▶ **Required task**: Write out every line of the data below word for word, leaving out the pictures.

━━ Data to process

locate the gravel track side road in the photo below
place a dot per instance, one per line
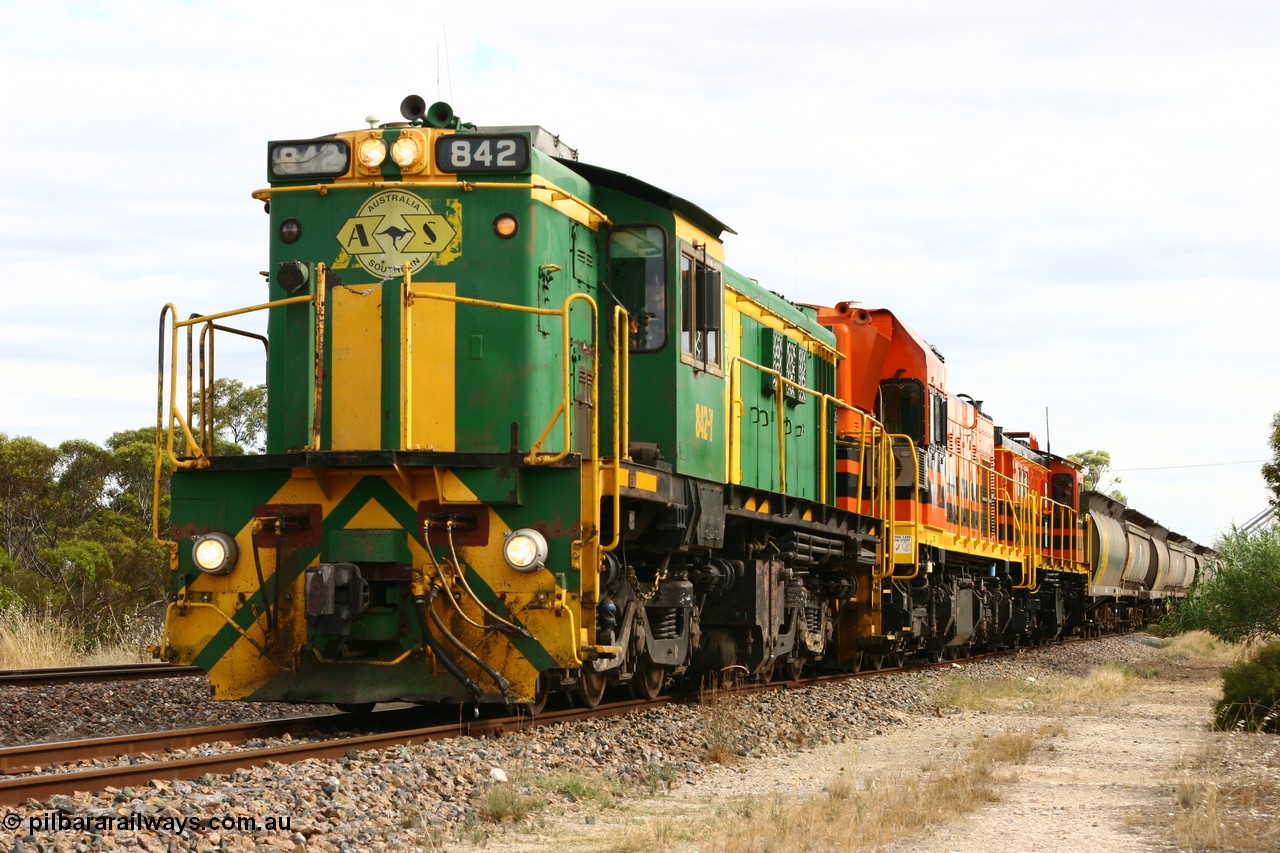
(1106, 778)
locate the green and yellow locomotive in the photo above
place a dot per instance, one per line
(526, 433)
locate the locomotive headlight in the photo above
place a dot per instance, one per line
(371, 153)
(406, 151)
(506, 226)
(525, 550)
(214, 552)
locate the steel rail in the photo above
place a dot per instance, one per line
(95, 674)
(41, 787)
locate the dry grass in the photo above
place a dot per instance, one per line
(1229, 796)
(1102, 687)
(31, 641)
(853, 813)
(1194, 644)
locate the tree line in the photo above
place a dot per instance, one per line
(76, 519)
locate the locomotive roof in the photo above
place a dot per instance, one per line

━━━━

▶ **Finished exercise**:
locate the gravel track side road in the photo below
place a dot per instance, one per line
(1106, 778)
locate the green and yellow locomotive in the photo above
place a dot per instance, one per line
(526, 433)
locate the locomotive headlight in the photo above
place a dot per instance, one per line
(371, 153)
(406, 151)
(506, 226)
(525, 550)
(214, 552)
locate the steel rail in the photo above
place a dot per instance, one per line
(95, 674)
(41, 787)
locate the dry grass in the photo above
place a dot per instance, one per line
(1229, 796)
(1102, 687)
(31, 641)
(853, 813)
(1194, 644)
locate the tree line in the photo above
place a dot per instance, one per line
(76, 519)
locate the locomotive roof in the photo above
place a dot per instance, one per line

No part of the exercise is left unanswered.